** Start Excerpted data **

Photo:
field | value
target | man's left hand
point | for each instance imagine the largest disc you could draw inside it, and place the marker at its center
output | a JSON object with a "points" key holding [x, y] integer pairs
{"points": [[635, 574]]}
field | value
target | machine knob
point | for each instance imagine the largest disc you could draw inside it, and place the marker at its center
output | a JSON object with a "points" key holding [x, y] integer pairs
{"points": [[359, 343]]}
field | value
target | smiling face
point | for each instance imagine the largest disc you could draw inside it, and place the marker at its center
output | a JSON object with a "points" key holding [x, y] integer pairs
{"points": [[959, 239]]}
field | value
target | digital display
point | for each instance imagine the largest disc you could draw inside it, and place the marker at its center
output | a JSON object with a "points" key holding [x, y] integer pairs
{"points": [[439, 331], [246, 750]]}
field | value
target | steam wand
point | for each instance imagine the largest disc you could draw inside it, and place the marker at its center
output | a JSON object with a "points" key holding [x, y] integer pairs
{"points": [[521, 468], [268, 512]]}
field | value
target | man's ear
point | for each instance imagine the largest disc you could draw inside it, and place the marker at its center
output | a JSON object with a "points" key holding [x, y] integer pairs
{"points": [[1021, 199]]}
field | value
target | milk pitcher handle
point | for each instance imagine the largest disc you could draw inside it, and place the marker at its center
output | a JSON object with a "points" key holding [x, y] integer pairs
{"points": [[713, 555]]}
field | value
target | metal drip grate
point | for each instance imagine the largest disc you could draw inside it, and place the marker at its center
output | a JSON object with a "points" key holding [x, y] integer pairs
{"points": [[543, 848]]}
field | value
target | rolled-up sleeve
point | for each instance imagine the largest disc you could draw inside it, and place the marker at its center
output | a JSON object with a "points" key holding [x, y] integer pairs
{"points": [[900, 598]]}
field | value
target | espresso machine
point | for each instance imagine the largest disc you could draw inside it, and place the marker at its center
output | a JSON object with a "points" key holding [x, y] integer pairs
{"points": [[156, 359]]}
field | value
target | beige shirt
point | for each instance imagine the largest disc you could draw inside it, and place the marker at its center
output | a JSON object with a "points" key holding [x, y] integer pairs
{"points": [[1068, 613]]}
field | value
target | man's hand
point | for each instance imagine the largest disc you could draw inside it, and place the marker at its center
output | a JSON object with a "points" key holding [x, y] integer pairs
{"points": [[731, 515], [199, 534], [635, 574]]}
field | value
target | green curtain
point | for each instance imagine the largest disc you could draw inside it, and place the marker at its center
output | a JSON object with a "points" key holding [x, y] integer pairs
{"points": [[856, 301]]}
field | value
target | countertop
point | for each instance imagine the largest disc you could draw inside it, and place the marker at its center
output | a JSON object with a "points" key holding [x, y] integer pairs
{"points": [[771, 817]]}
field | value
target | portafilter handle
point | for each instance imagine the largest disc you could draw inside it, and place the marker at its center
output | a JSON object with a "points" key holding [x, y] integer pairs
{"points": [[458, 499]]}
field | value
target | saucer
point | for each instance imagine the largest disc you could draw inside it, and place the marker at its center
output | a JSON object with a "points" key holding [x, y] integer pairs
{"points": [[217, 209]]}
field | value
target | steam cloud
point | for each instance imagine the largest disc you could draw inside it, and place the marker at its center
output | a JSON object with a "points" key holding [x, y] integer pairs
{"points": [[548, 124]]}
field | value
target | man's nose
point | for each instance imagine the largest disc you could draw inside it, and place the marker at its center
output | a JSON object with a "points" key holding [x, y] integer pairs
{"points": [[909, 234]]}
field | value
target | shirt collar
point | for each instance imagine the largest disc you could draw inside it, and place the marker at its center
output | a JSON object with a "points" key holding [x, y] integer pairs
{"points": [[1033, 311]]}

** End Excerpted data **

> Exercise directions: Copy every line verbatim.

> Exercise response:
Photo:
field | value
target | man's left hand
point | for each instance imagine the largest disc you could draw inside it, and place the marker at its center
output | a JSON object with a "points" key holding [x, y] integer pairs
{"points": [[635, 574]]}
field | value
target | machine knob
point | for each instance imagine the largest disc you could draw inside it, and place the marker at its center
output | a JSON object with a "points" key holding [x, y] integer pairs
{"points": [[359, 343]]}
field | value
target | smiling face
point | for each instance imagine the largest disc you could draw inside it, and place the marker at its center
output | a JSON object with a "points" key holding [x, y] integer pairs
{"points": [[959, 239]]}
field | value
target | digital display
point | for each instance imagine the largest disc you could draw inside it, and place the marker at its center
output | a JSON object with a "points" key holding [x, y] integer pairs
{"points": [[439, 331], [246, 750]]}
field | value
target | steam wand
point | for each instance imagine the largest disc you could draw inside it, and place the marker at its center
output | a JSON object with a "points" key holding [x, y] integer pairs
{"points": [[521, 468], [268, 512]]}
field | value
target | man's ear
point | for each instance imagine the largest disc you could draw inside it, and place the marker at its center
output | a JSON object with a "points" key holding [x, y] integer pairs
{"points": [[1021, 199]]}
field | value
target | milk pitcher handle
point | for each instance imagine the largest disc you could draw inside it, and place the marker at its center
output | a JSON object with a "points" key holding [x, y] integer pairs
{"points": [[713, 555]]}
field | value
target | metal drip grate
point | for each instance imagine the largest disc you could draw inside it, and place the marker at its center
output | a JSON object with a "points" key holding [x, y] integer pairs
{"points": [[543, 848]]}
field | value
target | rolled-up sleeve
point | for each instance imagine the largest disc you could draw inside it, and place the marker at its center
output | a JSON object with a "points" key holding [x, y] integer pairs
{"points": [[900, 598]]}
field | value
target | espresso machine
point | for each instance imagine the largest disc you could draw inside it, and place the marker at its center
output | a JSON object with a "points" key holding [x, y] integer pairs
{"points": [[156, 359]]}
field | value
target | beige shirt
point | for each instance imagine the largest disc you could draw inside it, and place the marker at its center
output | a JSON object with a "points" key holding [x, y] integer pairs
{"points": [[1068, 613]]}
field | value
target | man's hand
point | for each instance imagine the largest disc you could draw inside it, and place the marker at its center
output | a JSON object with a "points" key holding [x, y] integer pairs
{"points": [[731, 515], [199, 534], [635, 574]]}
field | value
target | green curtain
point | for each instance imagine the largest disc you could draw inside it, and place the marker at its center
output | a JSON object with a "points" key holding [x, y] integer pairs
{"points": [[856, 301]]}
field | value
target | countertop
point | for each instance imagine the largest disc you could draw inside it, and place the marker at its center
output | a JSON object with a "points" key holding [x, y] integer pairs
{"points": [[771, 817]]}
field | value
target | portafilter handle
point | for each instance imagine the largest disc you could draw inside it, and place the marker at its center
output | a JSON object with a "points" key holding [x, y] integer pairs
{"points": [[458, 499]]}
field | value
target | saucer
point | for each instance imagine the largest disc you could draw inside it, and place the marker at its center
output | a JSON object with a "points" key holding [x, y] integer pairs
{"points": [[217, 209]]}
field | value
target | steam cloud
point | for each instance imagine the largest disc you could draw inside it, and place the marker at its center
output | a JSON object with a "points" key holding [x, y] integer pairs
{"points": [[548, 124]]}
field | value
target | man's nose
point | for each instance imagine the largest disc you could draw inside it, and place the marker at its center
output | a JSON object with a "points" key holding [x, y] integer pairs
{"points": [[909, 234]]}
field | value
target | shirt collar
point | for each instance imagine the largest disc you could draw inside it, and place the marker at its center
output | a JSON object with a "points" key holding [x, y] integer pairs
{"points": [[1033, 311]]}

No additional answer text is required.